#### Exercise:
Please return every line in the records below that contains the word "black", copying each line in full.

Location identification entries
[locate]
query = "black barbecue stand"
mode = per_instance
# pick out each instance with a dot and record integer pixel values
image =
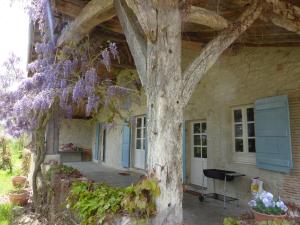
(218, 174)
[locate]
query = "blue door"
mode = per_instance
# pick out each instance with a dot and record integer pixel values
(98, 141)
(126, 146)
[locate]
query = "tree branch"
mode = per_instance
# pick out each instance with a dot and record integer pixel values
(207, 18)
(134, 39)
(94, 13)
(211, 52)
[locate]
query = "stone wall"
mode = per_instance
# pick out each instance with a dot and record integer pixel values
(239, 79)
(78, 132)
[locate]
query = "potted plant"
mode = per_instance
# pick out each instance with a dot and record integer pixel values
(19, 196)
(265, 207)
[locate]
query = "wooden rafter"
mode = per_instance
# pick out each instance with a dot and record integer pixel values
(145, 20)
(207, 18)
(98, 11)
(135, 40)
(94, 13)
(211, 52)
(284, 15)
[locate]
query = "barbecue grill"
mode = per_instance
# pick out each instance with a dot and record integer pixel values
(218, 174)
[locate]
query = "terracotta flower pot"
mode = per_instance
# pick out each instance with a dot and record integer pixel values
(19, 181)
(19, 198)
(266, 217)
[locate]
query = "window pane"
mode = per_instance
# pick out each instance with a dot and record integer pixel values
(204, 152)
(138, 143)
(139, 122)
(203, 128)
(239, 145)
(197, 140)
(138, 133)
(196, 128)
(238, 130)
(204, 140)
(197, 152)
(144, 144)
(251, 131)
(251, 145)
(237, 115)
(250, 114)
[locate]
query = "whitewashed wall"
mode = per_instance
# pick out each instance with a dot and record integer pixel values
(239, 79)
(78, 132)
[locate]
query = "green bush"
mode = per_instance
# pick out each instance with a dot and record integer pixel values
(97, 202)
(278, 222)
(6, 214)
(231, 221)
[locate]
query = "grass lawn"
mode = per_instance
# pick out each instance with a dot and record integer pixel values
(5, 175)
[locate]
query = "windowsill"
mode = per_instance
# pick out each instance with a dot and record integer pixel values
(244, 158)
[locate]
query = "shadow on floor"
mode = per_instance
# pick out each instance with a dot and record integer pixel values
(209, 212)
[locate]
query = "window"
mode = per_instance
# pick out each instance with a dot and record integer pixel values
(244, 134)
(140, 137)
(199, 140)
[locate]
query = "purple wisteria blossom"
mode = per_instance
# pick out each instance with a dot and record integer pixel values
(79, 91)
(66, 76)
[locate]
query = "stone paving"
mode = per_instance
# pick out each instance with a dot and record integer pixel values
(209, 212)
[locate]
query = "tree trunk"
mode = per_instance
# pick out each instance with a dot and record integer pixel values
(40, 156)
(165, 114)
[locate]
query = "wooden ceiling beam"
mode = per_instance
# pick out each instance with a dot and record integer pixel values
(207, 18)
(284, 15)
(71, 8)
(94, 13)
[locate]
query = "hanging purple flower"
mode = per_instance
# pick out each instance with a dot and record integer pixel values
(114, 50)
(79, 91)
(105, 59)
(69, 111)
(91, 77)
(68, 66)
(63, 83)
(92, 104)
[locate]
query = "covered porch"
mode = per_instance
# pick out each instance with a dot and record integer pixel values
(209, 212)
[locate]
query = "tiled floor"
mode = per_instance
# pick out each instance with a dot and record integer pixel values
(209, 212)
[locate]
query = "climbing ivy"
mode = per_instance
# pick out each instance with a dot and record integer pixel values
(97, 203)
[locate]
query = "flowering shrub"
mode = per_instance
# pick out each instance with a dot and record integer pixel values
(265, 202)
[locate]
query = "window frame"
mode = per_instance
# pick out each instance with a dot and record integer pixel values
(200, 134)
(244, 157)
(143, 137)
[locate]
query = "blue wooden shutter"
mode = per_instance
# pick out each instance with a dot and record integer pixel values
(146, 144)
(273, 136)
(183, 152)
(98, 138)
(126, 146)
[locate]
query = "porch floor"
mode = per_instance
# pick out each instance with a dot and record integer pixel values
(209, 212)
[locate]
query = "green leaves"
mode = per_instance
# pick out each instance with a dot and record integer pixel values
(261, 208)
(231, 221)
(96, 202)
(278, 222)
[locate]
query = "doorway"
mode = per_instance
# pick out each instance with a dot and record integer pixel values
(198, 153)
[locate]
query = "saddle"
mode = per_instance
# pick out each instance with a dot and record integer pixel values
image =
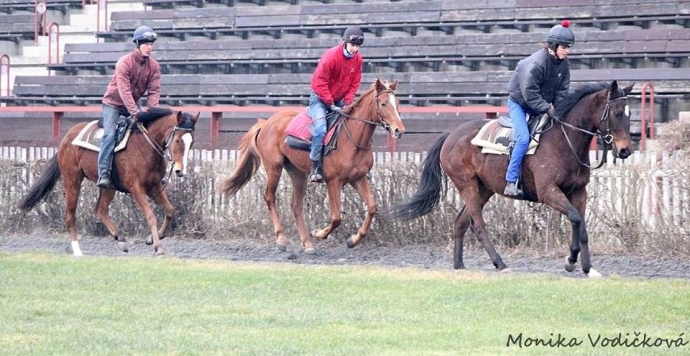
(299, 136)
(90, 136)
(497, 136)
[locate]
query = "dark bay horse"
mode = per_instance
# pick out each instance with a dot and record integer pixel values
(264, 143)
(556, 174)
(137, 169)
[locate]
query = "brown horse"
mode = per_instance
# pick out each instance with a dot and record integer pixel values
(138, 169)
(556, 174)
(349, 163)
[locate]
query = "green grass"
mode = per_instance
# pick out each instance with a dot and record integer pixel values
(57, 304)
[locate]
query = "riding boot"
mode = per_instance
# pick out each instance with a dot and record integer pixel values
(315, 175)
(104, 181)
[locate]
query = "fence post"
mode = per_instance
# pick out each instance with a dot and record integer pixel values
(643, 115)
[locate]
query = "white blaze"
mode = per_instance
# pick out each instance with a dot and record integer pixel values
(187, 139)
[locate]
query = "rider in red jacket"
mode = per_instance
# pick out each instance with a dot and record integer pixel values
(334, 85)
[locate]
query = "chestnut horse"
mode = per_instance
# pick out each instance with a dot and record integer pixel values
(137, 169)
(556, 174)
(264, 143)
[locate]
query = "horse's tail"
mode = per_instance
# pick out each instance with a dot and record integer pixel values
(39, 190)
(428, 192)
(249, 162)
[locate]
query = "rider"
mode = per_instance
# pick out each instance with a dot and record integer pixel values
(334, 84)
(539, 82)
(136, 73)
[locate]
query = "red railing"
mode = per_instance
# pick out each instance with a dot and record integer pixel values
(643, 114)
(489, 112)
(53, 36)
(5, 72)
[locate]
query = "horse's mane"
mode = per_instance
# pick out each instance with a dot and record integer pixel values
(574, 96)
(153, 114)
(364, 95)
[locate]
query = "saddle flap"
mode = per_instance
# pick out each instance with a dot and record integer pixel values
(90, 136)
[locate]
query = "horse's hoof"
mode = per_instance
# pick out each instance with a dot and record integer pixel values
(569, 266)
(594, 273)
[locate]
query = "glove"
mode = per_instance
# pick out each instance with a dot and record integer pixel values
(551, 111)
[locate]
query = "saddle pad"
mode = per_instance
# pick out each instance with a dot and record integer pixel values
(495, 139)
(90, 137)
(299, 128)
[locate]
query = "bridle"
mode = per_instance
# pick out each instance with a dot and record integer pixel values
(163, 150)
(380, 121)
(605, 138)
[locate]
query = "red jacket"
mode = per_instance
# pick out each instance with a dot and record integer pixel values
(337, 77)
(134, 76)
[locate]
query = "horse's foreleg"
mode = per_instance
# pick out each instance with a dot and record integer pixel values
(364, 191)
(142, 201)
(105, 197)
(157, 193)
(72, 189)
(299, 190)
(334, 193)
(273, 178)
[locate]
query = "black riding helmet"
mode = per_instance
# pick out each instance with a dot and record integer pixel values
(561, 35)
(353, 35)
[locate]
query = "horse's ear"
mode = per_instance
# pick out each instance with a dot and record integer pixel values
(379, 85)
(628, 89)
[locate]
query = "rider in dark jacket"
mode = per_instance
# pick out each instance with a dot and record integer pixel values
(539, 82)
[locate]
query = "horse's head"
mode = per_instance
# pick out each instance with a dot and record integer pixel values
(387, 105)
(181, 140)
(615, 120)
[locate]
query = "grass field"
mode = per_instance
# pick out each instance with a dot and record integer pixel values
(58, 304)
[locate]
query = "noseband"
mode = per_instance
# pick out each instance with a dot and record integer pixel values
(607, 138)
(380, 122)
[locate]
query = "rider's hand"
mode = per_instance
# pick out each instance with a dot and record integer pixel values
(551, 111)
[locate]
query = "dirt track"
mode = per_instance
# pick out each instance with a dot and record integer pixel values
(336, 253)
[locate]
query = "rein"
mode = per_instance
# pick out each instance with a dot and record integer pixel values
(369, 122)
(606, 138)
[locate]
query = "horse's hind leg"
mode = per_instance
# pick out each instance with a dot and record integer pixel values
(142, 201)
(334, 201)
(72, 185)
(105, 197)
(475, 198)
(462, 222)
(364, 190)
(273, 173)
(299, 190)
(157, 193)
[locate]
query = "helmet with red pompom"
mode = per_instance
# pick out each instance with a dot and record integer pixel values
(561, 34)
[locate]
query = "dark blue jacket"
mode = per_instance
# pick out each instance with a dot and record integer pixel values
(538, 81)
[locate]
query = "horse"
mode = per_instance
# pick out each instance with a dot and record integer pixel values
(556, 174)
(265, 143)
(138, 169)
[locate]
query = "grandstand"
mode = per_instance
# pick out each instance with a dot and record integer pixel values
(445, 53)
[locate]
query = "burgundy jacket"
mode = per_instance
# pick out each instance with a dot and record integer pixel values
(134, 76)
(337, 77)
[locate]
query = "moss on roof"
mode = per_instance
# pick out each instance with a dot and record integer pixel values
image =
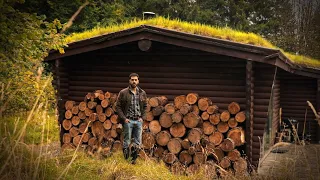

#### Response to this task:
query = "black barbecue stand"
query = "black riding helmet"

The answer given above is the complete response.